■ TASK INSTRUCTIONS ■
Print every one of the entries below word for word, leaving nothing out and changing nothing.
= = = = = = =
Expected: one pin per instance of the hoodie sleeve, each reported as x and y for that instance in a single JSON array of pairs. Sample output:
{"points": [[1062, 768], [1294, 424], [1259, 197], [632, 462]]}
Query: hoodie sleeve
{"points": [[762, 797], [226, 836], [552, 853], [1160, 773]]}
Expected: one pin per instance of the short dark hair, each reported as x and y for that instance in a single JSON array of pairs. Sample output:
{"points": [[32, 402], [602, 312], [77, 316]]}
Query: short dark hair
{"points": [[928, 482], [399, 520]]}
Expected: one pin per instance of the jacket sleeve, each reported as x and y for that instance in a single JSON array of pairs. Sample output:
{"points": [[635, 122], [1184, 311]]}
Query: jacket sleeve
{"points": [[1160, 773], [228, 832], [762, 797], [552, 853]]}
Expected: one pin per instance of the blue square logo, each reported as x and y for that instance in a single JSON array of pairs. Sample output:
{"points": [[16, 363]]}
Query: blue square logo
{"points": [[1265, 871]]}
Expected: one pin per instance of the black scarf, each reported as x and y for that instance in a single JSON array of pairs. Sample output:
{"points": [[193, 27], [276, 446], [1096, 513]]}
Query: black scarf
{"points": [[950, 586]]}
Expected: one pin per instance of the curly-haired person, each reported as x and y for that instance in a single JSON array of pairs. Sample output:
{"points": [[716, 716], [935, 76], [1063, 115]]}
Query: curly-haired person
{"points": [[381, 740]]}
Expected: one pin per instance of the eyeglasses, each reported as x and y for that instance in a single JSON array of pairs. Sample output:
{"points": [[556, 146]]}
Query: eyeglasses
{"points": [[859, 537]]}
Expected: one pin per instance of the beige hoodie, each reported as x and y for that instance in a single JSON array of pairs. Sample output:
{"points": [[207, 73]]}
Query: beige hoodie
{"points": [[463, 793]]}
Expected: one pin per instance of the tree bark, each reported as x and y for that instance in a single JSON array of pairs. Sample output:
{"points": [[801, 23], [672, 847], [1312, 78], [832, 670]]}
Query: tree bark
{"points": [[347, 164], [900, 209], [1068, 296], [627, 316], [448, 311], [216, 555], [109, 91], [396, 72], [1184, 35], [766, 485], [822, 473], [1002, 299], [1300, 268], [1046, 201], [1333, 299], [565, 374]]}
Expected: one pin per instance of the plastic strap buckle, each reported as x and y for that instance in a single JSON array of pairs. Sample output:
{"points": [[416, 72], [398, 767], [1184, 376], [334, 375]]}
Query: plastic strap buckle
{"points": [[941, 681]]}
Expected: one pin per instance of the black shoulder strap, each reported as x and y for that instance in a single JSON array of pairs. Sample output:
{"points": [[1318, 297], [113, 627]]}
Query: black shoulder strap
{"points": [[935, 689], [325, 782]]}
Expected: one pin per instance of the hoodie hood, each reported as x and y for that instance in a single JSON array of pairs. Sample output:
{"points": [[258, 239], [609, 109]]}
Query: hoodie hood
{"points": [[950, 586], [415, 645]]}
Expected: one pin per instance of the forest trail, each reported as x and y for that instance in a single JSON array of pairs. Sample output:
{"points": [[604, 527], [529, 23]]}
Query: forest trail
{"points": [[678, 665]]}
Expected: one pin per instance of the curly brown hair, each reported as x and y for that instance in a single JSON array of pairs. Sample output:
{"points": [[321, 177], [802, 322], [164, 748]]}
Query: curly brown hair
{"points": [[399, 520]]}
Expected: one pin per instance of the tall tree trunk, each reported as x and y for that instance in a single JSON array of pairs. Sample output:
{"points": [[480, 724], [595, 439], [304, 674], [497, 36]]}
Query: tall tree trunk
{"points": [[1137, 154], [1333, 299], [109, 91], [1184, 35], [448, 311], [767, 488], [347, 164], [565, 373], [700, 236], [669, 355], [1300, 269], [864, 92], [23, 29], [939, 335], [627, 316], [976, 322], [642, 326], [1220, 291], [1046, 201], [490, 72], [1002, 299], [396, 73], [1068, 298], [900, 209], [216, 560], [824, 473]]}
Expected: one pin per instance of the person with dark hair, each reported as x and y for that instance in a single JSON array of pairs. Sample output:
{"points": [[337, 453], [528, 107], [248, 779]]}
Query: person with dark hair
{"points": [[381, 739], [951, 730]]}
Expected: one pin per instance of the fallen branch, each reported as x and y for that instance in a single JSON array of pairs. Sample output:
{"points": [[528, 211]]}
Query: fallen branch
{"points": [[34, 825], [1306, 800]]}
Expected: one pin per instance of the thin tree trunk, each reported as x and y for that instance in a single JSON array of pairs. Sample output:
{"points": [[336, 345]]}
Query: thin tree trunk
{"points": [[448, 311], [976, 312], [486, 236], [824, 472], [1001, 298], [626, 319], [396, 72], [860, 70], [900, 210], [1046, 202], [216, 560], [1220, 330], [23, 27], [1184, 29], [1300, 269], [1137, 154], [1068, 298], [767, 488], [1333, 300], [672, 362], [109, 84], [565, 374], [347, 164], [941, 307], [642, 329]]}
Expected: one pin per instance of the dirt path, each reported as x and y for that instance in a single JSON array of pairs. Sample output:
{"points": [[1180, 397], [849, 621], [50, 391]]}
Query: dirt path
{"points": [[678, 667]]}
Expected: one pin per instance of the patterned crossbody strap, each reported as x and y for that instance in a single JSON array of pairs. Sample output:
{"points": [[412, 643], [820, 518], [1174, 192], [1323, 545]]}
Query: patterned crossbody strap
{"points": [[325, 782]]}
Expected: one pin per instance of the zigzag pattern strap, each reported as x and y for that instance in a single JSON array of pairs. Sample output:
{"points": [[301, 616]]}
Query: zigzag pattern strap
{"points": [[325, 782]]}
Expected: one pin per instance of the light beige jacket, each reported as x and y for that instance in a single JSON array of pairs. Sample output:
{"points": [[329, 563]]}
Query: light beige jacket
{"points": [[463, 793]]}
= = = = = = =
■ RESULT ■
Expected: one pin per instance of the hoodie sleeve, each reported as x and y for that instance in a single JSON array of pairs. Sample output:
{"points": [[1062, 768], [1294, 424], [1259, 197], [632, 462]]}
Query: hoodie sleeve
{"points": [[762, 797], [226, 836], [552, 853], [1160, 773]]}
Expected: one pin per instance of the short dark hair, each reported as x and y for that instance in a single JSON array of pairs. Sample output:
{"points": [[32, 402], [602, 312], [77, 316]]}
Query: short dark hair
{"points": [[928, 482], [399, 520]]}
Expected: one pin per instance of the jacket sleeve, each reported as x and y for that instance in a single JSON array of pairs. Sample output:
{"points": [[635, 122], [1184, 311]]}
Query: jacket sleeve
{"points": [[1160, 773], [228, 832], [762, 797], [552, 853]]}
Expected: one pin per instance of the blue square logo, each reported as x and y for that instance in a single JSON array of pairs. Sample output:
{"points": [[16, 363]]}
Query: blue square logo
{"points": [[1265, 871]]}
Expected: one pin per instance of the black scarf, each reported as x and y for that instance in a single JSON array of pairs. Sample output:
{"points": [[193, 27], [276, 446], [1096, 513]]}
Query: black scarf
{"points": [[950, 586]]}
Expected: one pin per instance of the curly-haired person, each reported as x and y for that instance in a single JSON array of pairs. Sample output:
{"points": [[716, 716], [935, 76], [1063, 115]]}
Query: curly-haired person
{"points": [[381, 740]]}
Expected: one pin per instance of the eyeglasses, each reported as x and y for that instance in a single JSON array of pairs. Sample output:
{"points": [[556, 146]]}
Query: eyeglasses
{"points": [[859, 537]]}
Expected: one pin per instance of the beige hoodie, each reported as x and y for that instance in a single JSON array of pairs. Sample output:
{"points": [[207, 73]]}
Query: beige hoodie
{"points": [[463, 793]]}
Expected: one pin per instance of the tree bark, each reported as x and y for that instance in a single JSON array of pairs. Sample output:
{"points": [[801, 23], [672, 847], [1312, 78], [832, 670]]}
Query: tree bark
{"points": [[347, 164], [900, 209], [1068, 296], [627, 316], [448, 311], [216, 555], [109, 91], [396, 72], [1184, 35], [766, 485], [822, 473], [1002, 299], [1300, 268], [1046, 201], [1333, 299], [565, 374]]}
Expected: one pin per instance of the plastic strap buckle, each reported as x and y for that instance in a single JSON array of pairs. Sample output:
{"points": [[416, 72], [398, 767], [1184, 376], [334, 375]]}
Query: plastic strap buckle
{"points": [[941, 681]]}
Expected: one pin per instance of the black shoulder strap, each reported as x and y for that instance in a single JSON array of pairs. Sample output:
{"points": [[1318, 297], [113, 627]]}
Query: black shoulder strap
{"points": [[935, 689], [325, 782]]}
Expected: one pin per instance of the hoodie hood, each reported as x and y for that instance in a single JSON array of pairs. Sample output:
{"points": [[258, 239], [609, 109]]}
Query: hoodie hood
{"points": [[950, 586], [415, 645]]}
Expected: one pin per instance of the forest trail, each reported as x and y for that instance in a single JSON array of pairs. Sample output:
{"points": [[604, 527], [529, 23]]}
Query: forest trail
{"points": [[678, 665]]}
Expected: one pin per instance of the curly brown hair, each reported as x and y for that instance in a single JSON array of pairs. Sample output:
{"points": [[321, 177], [802, 322], [164, 748]]}
Query: curly brown hair
{"points": [[399, 520]]}
Expected: one pin per instance of the tall tree trunk, each reported as x and y for that instance in a single JSON array of pairs. Sample output:
{"points": [[480, 724], [595, 439], [304, 674], [497, 36]]}
Query: tall tree trunk
{"points": [[1137, 154], [1333, 299], [109, 91], [1184, 35], [448, 311], [767, 488], [347, 164], [565, 373], [700, 236], [669, 355], [1300, 269], [864, 92], [23, 29], [939, 335], [627, 316], [976, 322], [642, 326], [1220, 291], [1046, 201], [490, 72], [1002, 299], [396, 73], [1068, 298], [900, 209], [216, 560], [824, 473]]}
Expected: one pin per instance of the person with dark hair, each reported as x and y for that instance in a single JSON array of pairs. Sample output:
{"points": [[337, 453], [528, 107], [248, 779]]}
Query: person with dark hair
{"points": [[381, 739], [951, 730]]}
Expected: one pin per instance of the fallen branch, each reported as x and y for that instance in a single JSON array of pairs. Sample output:
{"points": [[528, 211]]}
Query: fallen branch
{"points": [[34, 825], [1306, 800]]}
Expected: one pin per instance of the thin tree trunk, each reported as x and y for that instance in a single JSON array of pairs. Sample output:
{"points": [[336, 345]]}
Query: thin tree trunk
{"points": [[448, 311], [976, 312], [486, 236], [824, 472], [1001, 298], [626, 319], [396, 72], [860, 70], [900, 210], [1046, 202], [216, 560], [1220, 330], [23, 27], [1184, 29], [1300, 269], [1137, 154], [1068, 298], [767, 488], [1333, 300], [672, 362], [109, 84], [565, 374], [347, 164], [941, 307], [642, 329]]}
Expected: one pin per instance of the dirt path, each reported as x and y for that instance in a single JSON array of pairs. Sample output:
{"points": [[1180, 397], [849, 621], [50, 391]]}
Query: dirt path
{"points": [[678, 667]]}
Expected: one pin per instance of the patterned crossbody strap, each reported as x and y for that instance in a single JSON array of pairs. Sample output:
{"points": [[412, 643], [820, 518], [1174, 192], [1323, 545]]}
Query: patterned crossbody strap
{"points": [[325, 782]]}
Expected: one pin per instance of the zigzag pattern strap, each reported as x and y for that instance in a single JSON array of pairs. Sample output:
{"points": [[301, 616]]}
Query: zigzag pattern strap
{"points": [[325, 782]]}
Expected: one pin per instance of the light beige jacket, each reported as x and y for that instance in a single JSON array of pairs. Sample output:
{"points": [[329, 563]]}
Query: light beige jacket
{"points": [[463, 793]]}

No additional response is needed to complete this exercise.